A number of important epidemiological studies have found that IBC occurs at a younger age than non-inflammatory breast cancer [10]. Indeed, 65.3% of our IBC patients were younger than 50 years, while in Algeria the percentage was 59.8%. On the other hand, the National Cancer Institute’s Surveillance, Epidemiology, and End Results (SEER) program has shown that only 34.7% of IBC patients were aged less than 50 years [20]. We have also noted some differences in median age between Algerian, Tunisian, Moroccan and American IBC series. Tunisian patients represent the youngest age with a median age of 43.5 years [21], followed by Moroccan and Algerian patients with a median age of 47 years and 48.5 years, respectively [7, 22]. Whereas American patients from the SEER program have shown the higher median age, 56 years [20]. These comparisons show that IBC might occur at younger age in North African populations compared to the American one. We may explain these differences by the possible viral etiology especially Mouse Mammary Tumor Virus Like (MMTV-Like) as described in previous studies led in this area [23, 24].
_ _ _ _ _ _ _
◆ Using the information:
A) List every median age that the inflammatory breast cancer passage reports, with the patient group each one belongs to.
B) Continue the inflammatory breast cancer passage, starting after its last sentence.

◆ The data:
_ _ _ _ _ _ _
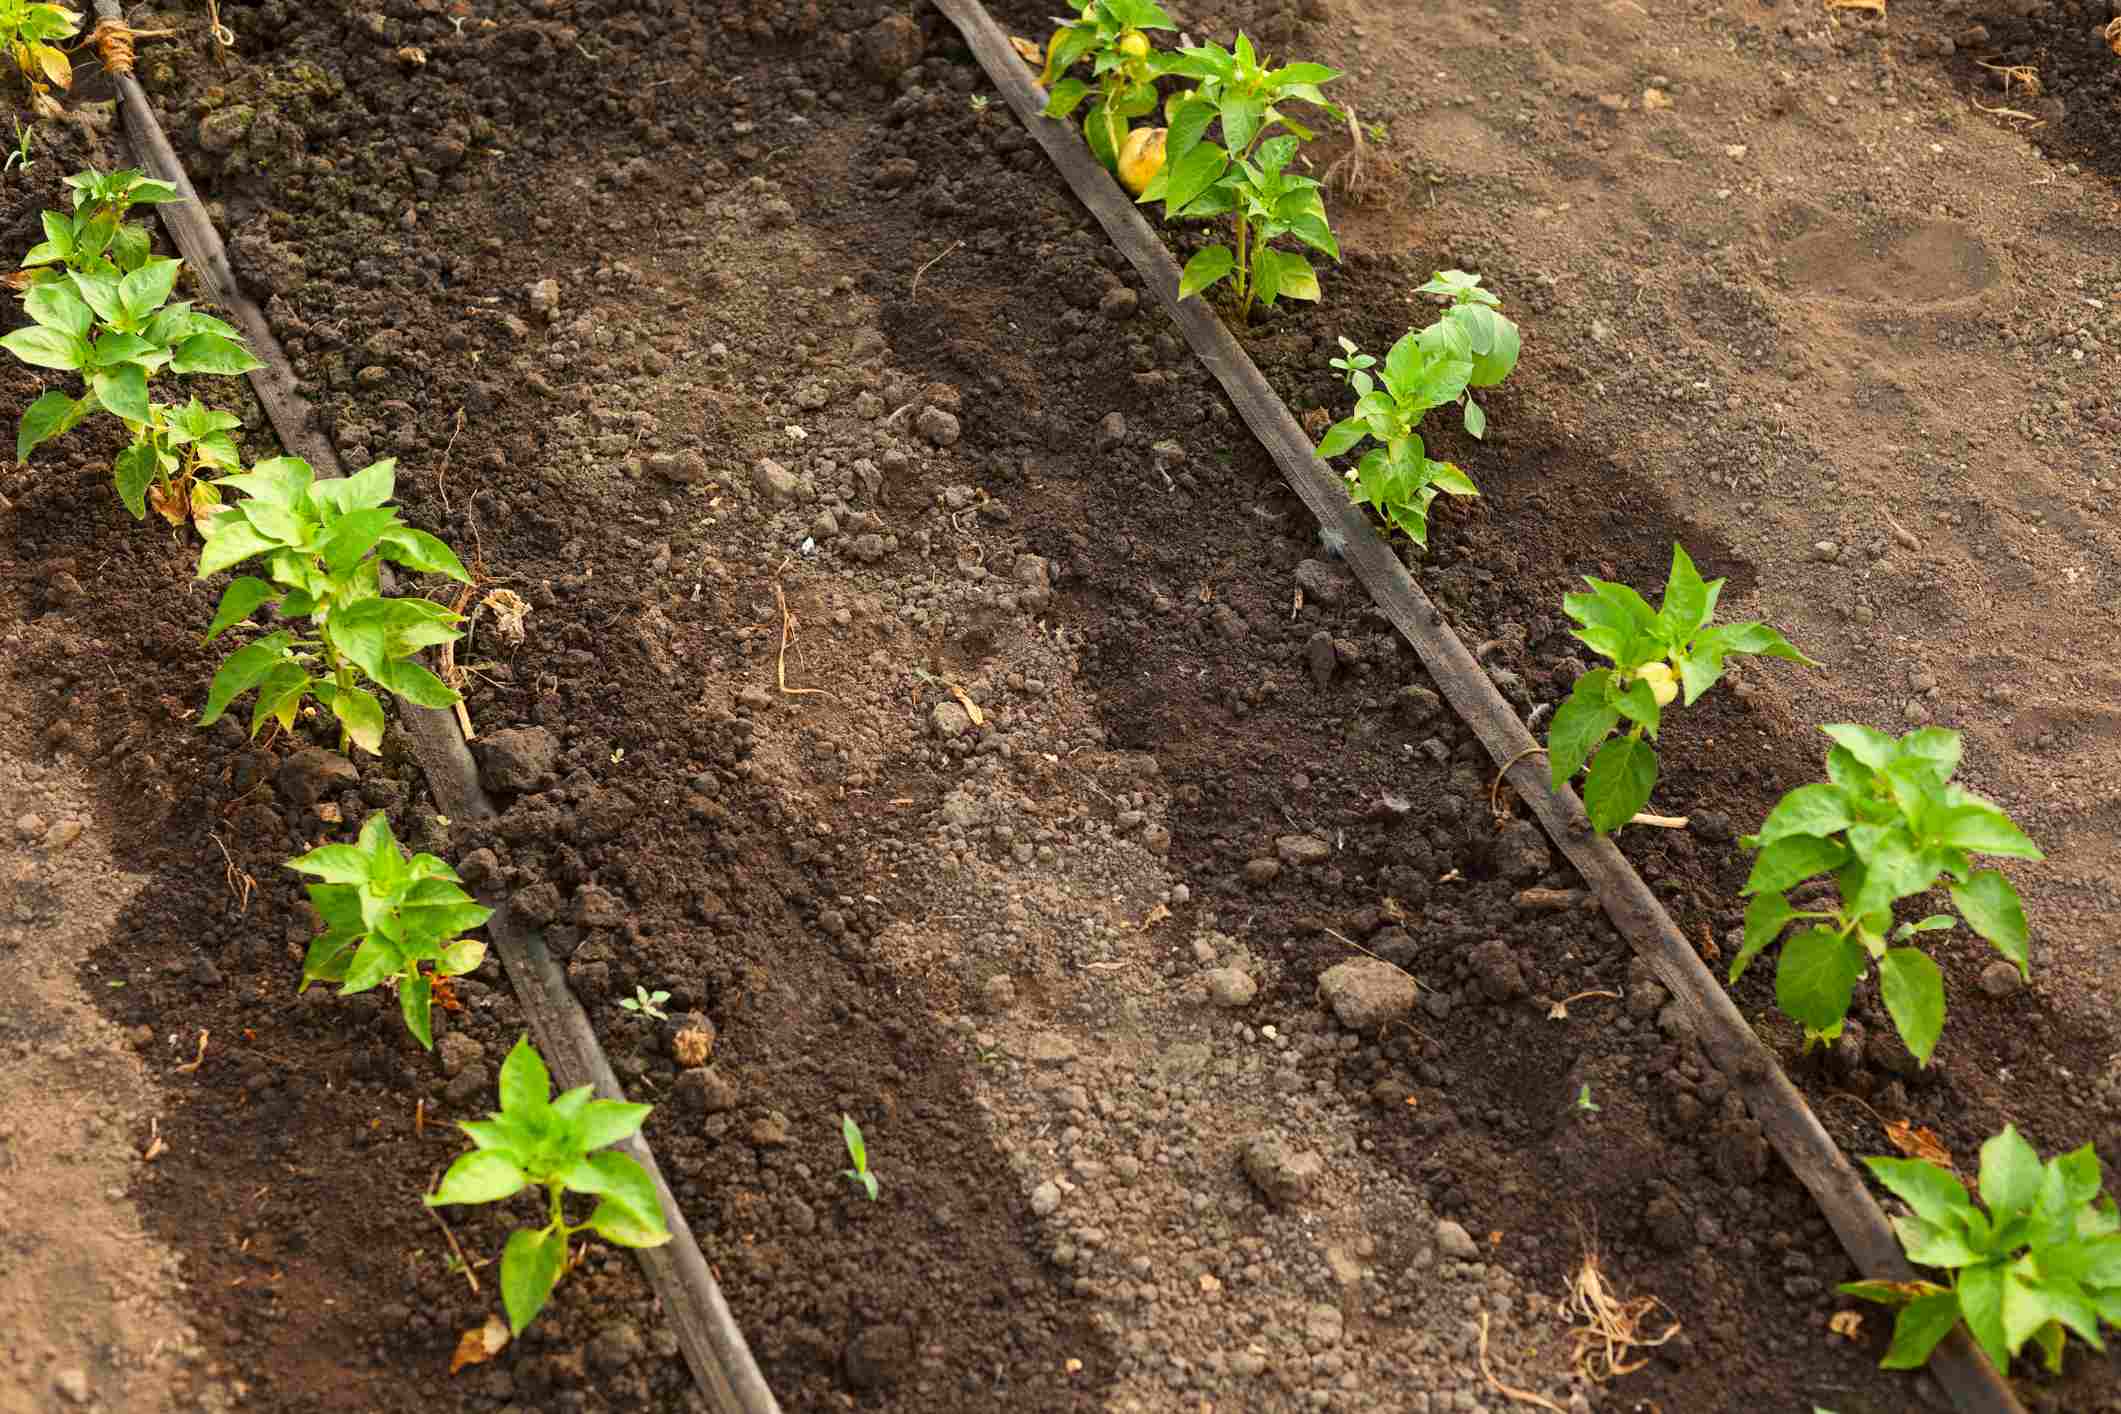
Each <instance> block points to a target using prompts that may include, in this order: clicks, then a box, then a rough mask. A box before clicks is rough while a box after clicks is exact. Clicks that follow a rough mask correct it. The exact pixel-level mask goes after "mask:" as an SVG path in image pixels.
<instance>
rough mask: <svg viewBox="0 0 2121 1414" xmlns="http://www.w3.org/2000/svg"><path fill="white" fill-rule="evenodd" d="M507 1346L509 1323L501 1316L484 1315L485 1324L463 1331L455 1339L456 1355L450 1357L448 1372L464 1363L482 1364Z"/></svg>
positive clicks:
_ _ _ _ _ _ _
◆ Answer set:
A)
- Tunisian patients: 43.5 years
- Moroccan patients: 47 years
- Algerian patients: 48.5 years
- American patients from the SEER program: 56 years

B)
IBC diagnosis is entirely clinical and well established by AJJC; it is based on the presence of inflammatory signs especially diffuse erythema and oedema of the breast with or without an underlying mass. In the present study, palpable mass was detected in only 25.1% as compared to the Algerian series where it was detected in 31.9% of patients, while in Tunisian patients, the majority of women (76%) had palpable mass at the time of diagnosis [21, 22]. Once again, the Tunisian population shows a different aspect from the Algerian and Moroccan populations.

High BMI is considered as a risk factor for IBC and has been analyzed in several studies but the results are not conclusive [12, 21, 25, 26]. In the Tunisian series, 42% of IBC patients were obese while in our study we have registered a percentage of 34.1%. Data from the Breast Cancer Surveillance Consortium (BCSC) shows that 32.2% of IBC patients had a high BMI [26]. In a French study, we note that IBC patients are less obese, and only 21% of patients presented high BMI [12]. Furthermore, results from a comparative study between North-African series show no significant difference in BMI between IBC and non-IBC patients, but the authors still insist on the need for further studies because of the increasing incidence of obesity among women in North Africa [27].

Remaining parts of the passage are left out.